> Задания для выполнения
[a] Ответьте на вопросы по тексту о психотехнике в России:
(i) В каких трёх учреждениях были открыты лаборатории для изучения тела и восприятия человека?
(ii) После какого события психотехника утвердилась как отдельная дисциплина?
(iii) В каком году Троцкий напоминал о свободе искусства и науки?
[b] Продолжите текст о психотехнике в России, начав сразу после его последнего предложения.

> Фрагмент документа
※ ※ ※
Октябрьская революция 1917 года дала толчок к фундаментальной перестройке всех дисциплин, которые казались значимыми новому режиму. В результате возникла сложная, междисциплинарная ситуация, способствовавшая на институциональном уровне трансферу практик и методов. Как раз в созданных новой властью академиях искусств были открыты лаборатории, в которых систематически изучалось тело и восприятие человека по физиологическим и психологическим критериям: Институт художественной культуры (ИНХУК), Российская академия художественных наук (РАХН) и Высшие художественно-технические мастерские (ВХУТЕМАС)[73] стали фабрикой идей прогрессивных художников и ученых того времени в поисках основ массовой коммуникации, законов восприятия и возможности на них влиять. Речь на открытии Первой Всероссийской инициативной конференции по научной организации труда и производства не зря задала такой триумфальный тон: «‹…› После политического освобождения становится возможным подходить к проблемам сугубо по-научному, не опасаясь, что возникнут какие-то неожиданные препятствия»[74].
Результатом этих процессов стало распространение в России нового научного направления – психотехники, – возникшего в самом начале XX века в нескольких европейских странах и утвердившегося как отдельная дисциплина после Первой мировой войны на волне дискуссий о рационализации. Психотехника понималась ее адептами как практическая психология, расширившая предмет своего изучения на все сферы человеческой деятельности, готовые ей открыться. Среди них было и авангардное искусство. Возвращаясь к концепции экспериментальных систем, Россию 1920‐х годов можно описать как экспериментальную культуру. В этой ситуации различные области общественной жизни – такие, как экономика, власть, школьное образование – и, соответственно, все дисциплины более или менее спонтанно меняли свои границы и взаиморасположение на фоне многочисленных непредсказуемых изменений общественной ситуации, которые, как ожидалось, в результате должны были привести к некоему новому будущему. До периода сталинской диктатуры приоритеты властей предержащих выглядели далекими от стремления к неограниченной власти партии: «До каких пределов самоуправляемости доведет себя человек будущего – это так же трудно предсказать, как и те высоты, до каких он доведет свою технику»[75]. Эти слова были сказаны вовсе не в качестве утопических обещаний, а основывались на определенных представлениях о развитии искусства и науки. Позже, уже в 1938 году, когда это будущее уже давно наступило, Троцкий напоминал о его необходимых структурных условиях – свободе искусства и науки: «‹…› философское, социологическое, естественнонаучное или художественное открытие всегда является продуктом драгоценного совпадения, что означает – более или менее спонтанным проявлением необходимости». И сами эти общественные предпосылки, «при которых это со-впадение постоянно случается»[76], совершенно необходимо сохранить.
※ ※ ※
[Извлечённые строки]
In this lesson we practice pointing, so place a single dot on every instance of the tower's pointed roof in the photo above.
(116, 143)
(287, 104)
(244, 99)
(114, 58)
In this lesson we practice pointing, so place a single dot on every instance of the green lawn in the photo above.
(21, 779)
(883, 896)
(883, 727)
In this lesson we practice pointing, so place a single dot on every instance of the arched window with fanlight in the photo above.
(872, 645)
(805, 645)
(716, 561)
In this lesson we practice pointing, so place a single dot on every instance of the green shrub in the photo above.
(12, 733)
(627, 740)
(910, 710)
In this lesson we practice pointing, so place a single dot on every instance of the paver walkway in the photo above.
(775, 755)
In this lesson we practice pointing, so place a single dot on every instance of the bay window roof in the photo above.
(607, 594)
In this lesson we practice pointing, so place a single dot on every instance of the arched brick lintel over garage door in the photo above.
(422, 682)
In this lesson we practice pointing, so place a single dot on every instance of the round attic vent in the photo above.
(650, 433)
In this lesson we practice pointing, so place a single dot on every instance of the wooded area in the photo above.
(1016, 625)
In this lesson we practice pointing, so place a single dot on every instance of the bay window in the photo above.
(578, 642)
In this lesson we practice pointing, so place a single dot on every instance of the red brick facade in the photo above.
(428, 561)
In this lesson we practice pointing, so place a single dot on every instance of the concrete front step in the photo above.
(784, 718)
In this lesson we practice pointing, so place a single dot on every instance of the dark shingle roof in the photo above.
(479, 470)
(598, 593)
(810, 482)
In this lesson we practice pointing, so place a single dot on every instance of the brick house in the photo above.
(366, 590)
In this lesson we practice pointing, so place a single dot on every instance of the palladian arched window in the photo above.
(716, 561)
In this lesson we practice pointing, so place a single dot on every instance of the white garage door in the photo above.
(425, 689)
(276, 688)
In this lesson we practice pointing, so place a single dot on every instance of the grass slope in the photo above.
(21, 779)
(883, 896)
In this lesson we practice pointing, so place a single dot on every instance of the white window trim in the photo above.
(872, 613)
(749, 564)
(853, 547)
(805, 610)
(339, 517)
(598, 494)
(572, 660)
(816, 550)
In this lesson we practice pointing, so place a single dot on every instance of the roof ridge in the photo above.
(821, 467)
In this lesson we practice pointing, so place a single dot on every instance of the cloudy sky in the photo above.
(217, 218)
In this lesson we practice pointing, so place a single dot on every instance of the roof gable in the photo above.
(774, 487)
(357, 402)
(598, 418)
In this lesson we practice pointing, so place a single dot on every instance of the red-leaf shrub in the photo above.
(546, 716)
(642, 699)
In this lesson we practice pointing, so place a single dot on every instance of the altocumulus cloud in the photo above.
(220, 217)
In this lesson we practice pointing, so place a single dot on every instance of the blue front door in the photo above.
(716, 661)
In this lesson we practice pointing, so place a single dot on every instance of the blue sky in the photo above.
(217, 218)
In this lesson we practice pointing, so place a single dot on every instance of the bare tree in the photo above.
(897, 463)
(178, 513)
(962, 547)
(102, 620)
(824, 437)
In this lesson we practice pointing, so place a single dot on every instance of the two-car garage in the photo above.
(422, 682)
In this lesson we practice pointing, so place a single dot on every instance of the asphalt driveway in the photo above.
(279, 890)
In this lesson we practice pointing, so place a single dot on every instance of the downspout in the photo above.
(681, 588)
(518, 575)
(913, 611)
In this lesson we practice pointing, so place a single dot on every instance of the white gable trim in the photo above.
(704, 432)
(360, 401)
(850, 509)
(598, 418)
※ ※ ※
> Ответы на задания
[a]
(i) В Институте художественной культуры (ИНХУК), Российской академии художественных наук (РАХН) и Высших художественно-технических мастерских (ВХУТЕМАС).
(ii) После Первой мировой войны.
(iii) В 1938 году.

[b]
Как могло получиться, что это самое общество превратилось в одну из самых непредсказуемых карательных систем XX века, несмотря на то что эксплицитно выступало за освобождение своих угнетенных членов? Как из социализма получилась брутальная индустриализация, из самообладания – дисциплинирование и какую роль автономия искусства и науки играла в этом процессе? По Мишелю Фуко, всякое осуществление власти теснейшим образом связано с распространением страха, в особенности это касается системы власти советских социалистов. Все социалисты будущего должны, следовательно, еще прежде чем они обратятся к правам человека, выполнить единственную задачу: «найти способ управлять, который бы не внушал страха»[77]. Не было ли как раз это стимулом всех тех экспериментов и открытий, который Троцкий надеялся обеспечить при помощи автономии искусства и науки?